**DESCRIPTION OF THE TASK:**
Beginning at the line that contains "At your convenience, could you detect the man in" and ending at the last line of the entries, write out each line exactly; include nothing outside that span.

Spatial localization data:

-- Opening Marker --

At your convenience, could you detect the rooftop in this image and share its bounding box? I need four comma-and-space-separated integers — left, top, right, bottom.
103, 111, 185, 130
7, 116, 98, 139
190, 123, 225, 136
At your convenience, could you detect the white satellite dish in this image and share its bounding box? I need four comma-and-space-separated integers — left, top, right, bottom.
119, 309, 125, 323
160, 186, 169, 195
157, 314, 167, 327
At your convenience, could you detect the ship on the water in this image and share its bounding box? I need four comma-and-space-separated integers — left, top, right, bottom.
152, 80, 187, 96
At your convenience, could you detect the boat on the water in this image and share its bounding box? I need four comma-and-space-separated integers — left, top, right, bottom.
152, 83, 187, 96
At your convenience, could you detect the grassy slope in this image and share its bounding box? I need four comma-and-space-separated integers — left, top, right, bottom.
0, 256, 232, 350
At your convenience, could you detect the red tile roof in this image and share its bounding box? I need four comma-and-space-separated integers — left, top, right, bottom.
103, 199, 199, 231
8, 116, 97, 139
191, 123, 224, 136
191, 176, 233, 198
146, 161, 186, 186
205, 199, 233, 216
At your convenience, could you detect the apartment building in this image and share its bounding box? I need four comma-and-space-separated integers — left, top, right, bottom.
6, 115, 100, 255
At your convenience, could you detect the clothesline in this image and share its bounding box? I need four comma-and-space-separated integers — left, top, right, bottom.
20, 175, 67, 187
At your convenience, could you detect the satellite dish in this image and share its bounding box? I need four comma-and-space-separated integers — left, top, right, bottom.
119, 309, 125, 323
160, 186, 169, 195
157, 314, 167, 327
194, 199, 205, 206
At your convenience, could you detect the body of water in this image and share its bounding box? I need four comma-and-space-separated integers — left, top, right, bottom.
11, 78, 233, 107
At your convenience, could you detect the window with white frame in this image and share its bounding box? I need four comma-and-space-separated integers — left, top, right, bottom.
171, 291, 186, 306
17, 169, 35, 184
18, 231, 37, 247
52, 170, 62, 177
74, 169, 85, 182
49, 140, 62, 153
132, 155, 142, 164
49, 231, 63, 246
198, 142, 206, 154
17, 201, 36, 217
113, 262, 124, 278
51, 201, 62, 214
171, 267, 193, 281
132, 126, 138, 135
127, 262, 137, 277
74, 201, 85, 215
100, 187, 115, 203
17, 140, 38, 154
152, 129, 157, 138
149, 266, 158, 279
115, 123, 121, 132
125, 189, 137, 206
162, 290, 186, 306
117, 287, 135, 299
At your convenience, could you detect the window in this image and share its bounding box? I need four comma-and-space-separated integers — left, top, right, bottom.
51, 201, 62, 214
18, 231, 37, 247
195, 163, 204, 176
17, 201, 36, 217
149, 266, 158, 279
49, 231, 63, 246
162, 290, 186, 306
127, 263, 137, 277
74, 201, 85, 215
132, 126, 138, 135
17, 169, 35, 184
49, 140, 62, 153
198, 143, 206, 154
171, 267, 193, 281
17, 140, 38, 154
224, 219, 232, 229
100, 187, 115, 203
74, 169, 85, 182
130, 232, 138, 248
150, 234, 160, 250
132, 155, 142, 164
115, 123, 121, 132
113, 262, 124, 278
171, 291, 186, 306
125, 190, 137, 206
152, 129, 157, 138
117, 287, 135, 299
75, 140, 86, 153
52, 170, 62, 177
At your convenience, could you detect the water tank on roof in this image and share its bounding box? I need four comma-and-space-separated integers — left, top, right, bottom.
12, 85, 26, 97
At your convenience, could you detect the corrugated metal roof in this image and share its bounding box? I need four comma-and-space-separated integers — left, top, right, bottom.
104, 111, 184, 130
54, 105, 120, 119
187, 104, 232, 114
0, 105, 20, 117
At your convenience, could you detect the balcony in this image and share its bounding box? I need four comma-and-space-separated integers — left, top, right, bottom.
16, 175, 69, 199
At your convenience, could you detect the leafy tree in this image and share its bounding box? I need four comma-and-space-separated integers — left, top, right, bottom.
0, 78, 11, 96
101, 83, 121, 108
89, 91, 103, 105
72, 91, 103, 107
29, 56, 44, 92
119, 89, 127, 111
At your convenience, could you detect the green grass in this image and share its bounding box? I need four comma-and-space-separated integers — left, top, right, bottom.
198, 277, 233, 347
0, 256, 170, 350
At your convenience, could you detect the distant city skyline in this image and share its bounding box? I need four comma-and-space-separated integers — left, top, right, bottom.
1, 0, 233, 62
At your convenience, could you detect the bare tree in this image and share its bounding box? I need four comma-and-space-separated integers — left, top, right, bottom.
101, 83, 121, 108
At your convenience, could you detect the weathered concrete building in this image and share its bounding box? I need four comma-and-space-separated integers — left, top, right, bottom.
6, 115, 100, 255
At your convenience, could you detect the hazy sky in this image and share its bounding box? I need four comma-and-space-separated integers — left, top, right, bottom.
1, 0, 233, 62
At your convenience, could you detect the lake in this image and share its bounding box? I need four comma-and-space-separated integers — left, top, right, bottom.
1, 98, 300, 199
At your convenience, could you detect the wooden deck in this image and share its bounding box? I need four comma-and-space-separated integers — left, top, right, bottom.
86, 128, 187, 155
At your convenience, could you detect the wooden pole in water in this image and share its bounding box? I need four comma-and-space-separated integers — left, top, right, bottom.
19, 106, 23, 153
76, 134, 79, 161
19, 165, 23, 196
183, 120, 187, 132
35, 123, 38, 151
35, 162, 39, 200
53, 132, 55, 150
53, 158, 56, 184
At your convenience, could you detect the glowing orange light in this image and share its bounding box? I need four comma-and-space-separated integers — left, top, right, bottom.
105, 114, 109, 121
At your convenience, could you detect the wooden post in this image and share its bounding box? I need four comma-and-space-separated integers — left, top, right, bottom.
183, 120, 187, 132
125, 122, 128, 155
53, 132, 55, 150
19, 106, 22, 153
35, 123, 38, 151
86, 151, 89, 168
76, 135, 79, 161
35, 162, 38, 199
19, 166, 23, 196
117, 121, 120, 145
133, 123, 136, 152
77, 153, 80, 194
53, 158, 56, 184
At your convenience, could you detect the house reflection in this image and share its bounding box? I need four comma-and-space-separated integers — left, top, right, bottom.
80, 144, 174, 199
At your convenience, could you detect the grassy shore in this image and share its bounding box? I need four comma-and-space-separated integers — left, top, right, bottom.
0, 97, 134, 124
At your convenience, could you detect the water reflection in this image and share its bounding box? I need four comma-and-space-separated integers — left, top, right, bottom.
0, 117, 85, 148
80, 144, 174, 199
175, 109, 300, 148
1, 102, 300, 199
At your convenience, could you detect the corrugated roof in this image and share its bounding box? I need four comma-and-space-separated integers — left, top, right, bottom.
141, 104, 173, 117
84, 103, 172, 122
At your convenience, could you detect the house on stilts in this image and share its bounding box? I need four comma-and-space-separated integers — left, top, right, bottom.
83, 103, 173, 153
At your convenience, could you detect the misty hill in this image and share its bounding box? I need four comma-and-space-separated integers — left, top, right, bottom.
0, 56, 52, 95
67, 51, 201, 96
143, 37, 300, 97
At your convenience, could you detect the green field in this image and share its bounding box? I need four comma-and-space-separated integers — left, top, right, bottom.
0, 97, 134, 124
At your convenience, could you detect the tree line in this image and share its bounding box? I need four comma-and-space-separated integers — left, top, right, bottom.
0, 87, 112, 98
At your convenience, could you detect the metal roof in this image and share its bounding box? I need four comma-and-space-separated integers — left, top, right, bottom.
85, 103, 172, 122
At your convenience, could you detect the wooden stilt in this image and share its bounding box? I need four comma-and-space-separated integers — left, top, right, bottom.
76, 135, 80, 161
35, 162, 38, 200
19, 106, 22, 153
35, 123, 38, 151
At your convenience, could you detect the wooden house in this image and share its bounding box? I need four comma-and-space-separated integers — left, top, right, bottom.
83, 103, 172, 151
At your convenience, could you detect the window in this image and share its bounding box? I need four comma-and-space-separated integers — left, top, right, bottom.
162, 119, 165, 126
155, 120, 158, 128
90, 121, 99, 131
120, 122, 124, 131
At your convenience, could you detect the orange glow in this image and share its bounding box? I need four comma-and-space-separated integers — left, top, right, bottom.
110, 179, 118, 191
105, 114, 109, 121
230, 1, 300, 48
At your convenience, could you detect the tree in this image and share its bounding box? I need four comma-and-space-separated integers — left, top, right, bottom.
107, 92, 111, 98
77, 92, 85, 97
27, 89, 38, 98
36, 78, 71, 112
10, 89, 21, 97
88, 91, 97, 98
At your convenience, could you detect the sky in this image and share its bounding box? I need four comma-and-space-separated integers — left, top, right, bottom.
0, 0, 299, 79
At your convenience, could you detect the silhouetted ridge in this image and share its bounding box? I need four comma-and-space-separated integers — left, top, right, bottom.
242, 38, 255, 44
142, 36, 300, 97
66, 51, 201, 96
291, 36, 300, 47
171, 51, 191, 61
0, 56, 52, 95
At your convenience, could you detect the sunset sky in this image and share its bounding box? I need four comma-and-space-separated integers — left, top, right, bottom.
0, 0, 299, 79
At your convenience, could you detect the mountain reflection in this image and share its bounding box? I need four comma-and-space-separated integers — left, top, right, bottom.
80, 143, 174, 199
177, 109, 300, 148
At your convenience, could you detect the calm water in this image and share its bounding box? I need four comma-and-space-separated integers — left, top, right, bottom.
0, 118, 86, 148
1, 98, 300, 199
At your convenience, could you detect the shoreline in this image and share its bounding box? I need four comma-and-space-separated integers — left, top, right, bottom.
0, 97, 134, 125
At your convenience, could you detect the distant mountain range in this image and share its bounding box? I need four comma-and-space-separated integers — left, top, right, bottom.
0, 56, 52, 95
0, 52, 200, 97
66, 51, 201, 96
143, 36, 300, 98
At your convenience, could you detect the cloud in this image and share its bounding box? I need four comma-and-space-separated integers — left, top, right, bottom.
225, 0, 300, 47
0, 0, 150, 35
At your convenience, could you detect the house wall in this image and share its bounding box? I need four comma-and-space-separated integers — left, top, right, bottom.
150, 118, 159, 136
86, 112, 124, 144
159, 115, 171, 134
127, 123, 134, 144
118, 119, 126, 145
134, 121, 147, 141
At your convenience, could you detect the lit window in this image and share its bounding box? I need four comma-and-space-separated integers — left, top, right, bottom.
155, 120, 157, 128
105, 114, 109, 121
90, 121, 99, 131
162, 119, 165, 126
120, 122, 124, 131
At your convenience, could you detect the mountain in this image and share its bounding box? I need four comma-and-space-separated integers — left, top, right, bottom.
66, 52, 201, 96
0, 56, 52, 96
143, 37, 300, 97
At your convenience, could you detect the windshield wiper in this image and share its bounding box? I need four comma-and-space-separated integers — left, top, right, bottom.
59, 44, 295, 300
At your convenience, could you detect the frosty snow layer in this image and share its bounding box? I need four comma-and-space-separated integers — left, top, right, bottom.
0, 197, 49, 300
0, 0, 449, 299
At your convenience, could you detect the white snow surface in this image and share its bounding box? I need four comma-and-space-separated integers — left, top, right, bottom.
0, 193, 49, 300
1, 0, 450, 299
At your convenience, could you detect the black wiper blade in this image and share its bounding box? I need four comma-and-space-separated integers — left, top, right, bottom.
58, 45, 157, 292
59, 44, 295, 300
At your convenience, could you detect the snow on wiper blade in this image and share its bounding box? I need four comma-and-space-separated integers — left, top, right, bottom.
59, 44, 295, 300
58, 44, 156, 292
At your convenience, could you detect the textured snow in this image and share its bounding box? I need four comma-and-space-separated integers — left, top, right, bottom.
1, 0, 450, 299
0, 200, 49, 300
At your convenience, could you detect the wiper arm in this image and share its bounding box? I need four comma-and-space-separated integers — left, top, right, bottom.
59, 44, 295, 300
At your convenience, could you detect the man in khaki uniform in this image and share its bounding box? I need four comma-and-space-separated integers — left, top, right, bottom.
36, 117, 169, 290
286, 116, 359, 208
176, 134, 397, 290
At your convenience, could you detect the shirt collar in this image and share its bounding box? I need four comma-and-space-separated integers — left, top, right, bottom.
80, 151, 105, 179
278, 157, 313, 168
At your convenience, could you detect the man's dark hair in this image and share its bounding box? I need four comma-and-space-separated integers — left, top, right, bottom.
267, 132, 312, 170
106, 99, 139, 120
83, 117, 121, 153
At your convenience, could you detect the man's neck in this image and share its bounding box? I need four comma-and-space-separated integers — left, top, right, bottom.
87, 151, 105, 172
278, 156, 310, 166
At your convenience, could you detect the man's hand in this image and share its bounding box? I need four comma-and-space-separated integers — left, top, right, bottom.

-- Closing Marker --

**TASK RESULT:**
At your convenience, could you detect the man in khaki uniform in this image and share its bounding box? I need four comma-and-space-separated integers — left, top, right, bottom.
36, 117, 169, 290
286, 116, 359, 208
176, 134, 397, 290
At your convenience, could you detect the shirt collar in this image and share its bounding box? I need four comma-and-space-separated integers — left, top, right, bottom.
80, 151, 105, 179
278, 157, 313, 168
At your convenience, could you detect the man's dark hair in this image and share its bounding box? I need four comma-and-space-separated integers — left, top, right, bottom.
267, 132, 312, 170
106, 99, 139, 120
83, 117, 121, 153
At your convenience, could you detect the man's neck in this image and share its bounding box? I need four comma-and-space-separated integers — left, top, right, bottom.
87, 151, 105, 172
278, 156, 310, 166
At your convenience, could you detect the man's hand in this image and share its bounding box? I need four comma-and-space-separated integers — left, top, right, bottom.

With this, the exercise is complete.